SHORT EXERCISE
Report how many lines of the listing below contain the string "fluffy". Give only the number.

::::::::::

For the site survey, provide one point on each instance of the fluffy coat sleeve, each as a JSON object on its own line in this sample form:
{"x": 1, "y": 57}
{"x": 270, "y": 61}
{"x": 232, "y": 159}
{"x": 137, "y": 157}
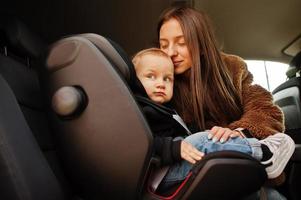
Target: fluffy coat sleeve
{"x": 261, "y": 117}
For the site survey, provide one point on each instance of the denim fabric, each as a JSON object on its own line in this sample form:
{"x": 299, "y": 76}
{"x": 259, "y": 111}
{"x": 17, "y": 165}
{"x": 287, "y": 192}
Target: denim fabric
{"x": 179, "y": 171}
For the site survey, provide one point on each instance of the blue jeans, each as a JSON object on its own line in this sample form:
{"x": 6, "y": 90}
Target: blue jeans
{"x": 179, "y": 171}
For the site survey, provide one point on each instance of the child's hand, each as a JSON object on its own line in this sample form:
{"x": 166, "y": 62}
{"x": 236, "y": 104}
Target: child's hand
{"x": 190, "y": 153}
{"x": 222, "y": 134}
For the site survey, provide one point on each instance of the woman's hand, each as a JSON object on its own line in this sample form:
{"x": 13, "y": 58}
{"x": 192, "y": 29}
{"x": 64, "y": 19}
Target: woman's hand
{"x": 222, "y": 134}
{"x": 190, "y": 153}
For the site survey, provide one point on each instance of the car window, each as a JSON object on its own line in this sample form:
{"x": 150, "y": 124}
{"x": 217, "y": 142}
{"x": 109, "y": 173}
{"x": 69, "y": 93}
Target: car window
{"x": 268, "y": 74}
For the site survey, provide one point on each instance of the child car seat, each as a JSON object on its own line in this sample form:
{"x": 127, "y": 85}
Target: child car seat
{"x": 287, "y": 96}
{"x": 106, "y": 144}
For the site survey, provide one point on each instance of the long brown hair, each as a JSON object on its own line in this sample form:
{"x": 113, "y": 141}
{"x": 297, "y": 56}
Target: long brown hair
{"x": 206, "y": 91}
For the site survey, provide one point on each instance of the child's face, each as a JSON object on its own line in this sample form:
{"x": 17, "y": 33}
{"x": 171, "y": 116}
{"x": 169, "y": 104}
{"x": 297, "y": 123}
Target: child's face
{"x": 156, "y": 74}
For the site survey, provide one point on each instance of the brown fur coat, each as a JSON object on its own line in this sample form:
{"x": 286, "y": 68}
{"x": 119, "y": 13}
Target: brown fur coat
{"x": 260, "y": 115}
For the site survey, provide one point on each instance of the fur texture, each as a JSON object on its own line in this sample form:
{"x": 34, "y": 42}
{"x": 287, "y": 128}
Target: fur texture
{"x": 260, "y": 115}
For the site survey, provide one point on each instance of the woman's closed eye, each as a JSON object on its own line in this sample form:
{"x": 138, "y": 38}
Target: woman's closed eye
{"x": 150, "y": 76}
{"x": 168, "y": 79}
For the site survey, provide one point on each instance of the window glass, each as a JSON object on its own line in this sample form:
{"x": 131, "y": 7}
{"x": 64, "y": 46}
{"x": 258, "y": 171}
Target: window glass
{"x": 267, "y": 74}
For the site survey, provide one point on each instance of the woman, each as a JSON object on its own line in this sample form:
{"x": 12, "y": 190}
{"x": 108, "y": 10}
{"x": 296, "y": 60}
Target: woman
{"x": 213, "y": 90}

::::::::::

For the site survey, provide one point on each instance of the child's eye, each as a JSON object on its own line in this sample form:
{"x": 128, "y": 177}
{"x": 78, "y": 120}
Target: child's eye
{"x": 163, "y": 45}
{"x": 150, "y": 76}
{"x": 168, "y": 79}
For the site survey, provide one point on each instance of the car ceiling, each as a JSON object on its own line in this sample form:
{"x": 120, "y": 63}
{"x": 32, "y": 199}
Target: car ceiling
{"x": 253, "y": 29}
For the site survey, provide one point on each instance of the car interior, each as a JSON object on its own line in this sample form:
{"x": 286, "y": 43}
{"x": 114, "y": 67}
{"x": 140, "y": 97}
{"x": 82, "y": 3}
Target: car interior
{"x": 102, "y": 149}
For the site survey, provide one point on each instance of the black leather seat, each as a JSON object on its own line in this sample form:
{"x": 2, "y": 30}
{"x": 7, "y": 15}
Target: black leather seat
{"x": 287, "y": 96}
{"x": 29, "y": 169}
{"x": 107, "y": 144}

::::::::::

TASK OUTPUT
2